* [Quoted passage]
“i grew up in a family where i was told i was “lucky” to have the hair i do. i was told in grade school that i thought i was “all that” because i had “good hair”. i don’t think i’m anything. in fact, i’ve been trying to get comfortable in my skin since childhood. now i feel like i can be myself at 22. i don’t have to have 18 inches of jet black european silky weave to feel beautiful.” ~Karrie
BGLH: Where are you from and what do you do?
Karrie: born and bred in brooklyn new york. i lived in Dallas for 3 years and moved right back to NY as soon as i finished highschool. i’m a paper pusher by day and i bartend on the side for extra cash. city girls always have side hussles. it’s real in these streets!
BGLH: So I read on your blog that you used to be heavy on weaves. How do you make the jump from being a huge weave fan to being natural?
Karrie: the truth is, i started perming my hair when i was 14. it was too much for me to handle. on top of all that i wanted the straight look all my friends had. 2 years ago i thought i was going through some sort of 1/6 of a life crisis and decided to chop all my hair off. my ex boyfriend HATED it (it wasn’t all that cute so i don’t blame him). it made me really insecure. as soon as i had enough hair to braid, i started weaving it up, and i did so for 2 years.

* [Your objective]
Rewrite the section of the interview that opens with the words containing "Karrie: born and" and closes with "to being natural?", putting "Atlanta" in place of "Dallas". The material after the interview is separate from it.

* [Source excerpt]
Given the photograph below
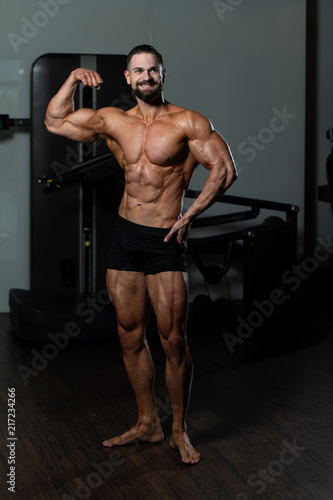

* [Exercise result]
Karrie: born and bred in brooklyn new york. i lived in Atlanta for 3 years and moved right back to NY as soon as i finished highschool. i’m a paper pusher by day and i bartend on the side for extra cash. city girls always have side hussles. it’s real in these streets!
BGLH: So I read on your blog that you used to be heavy on weaves. How do you make the jump from being a huge weave fan to being natural?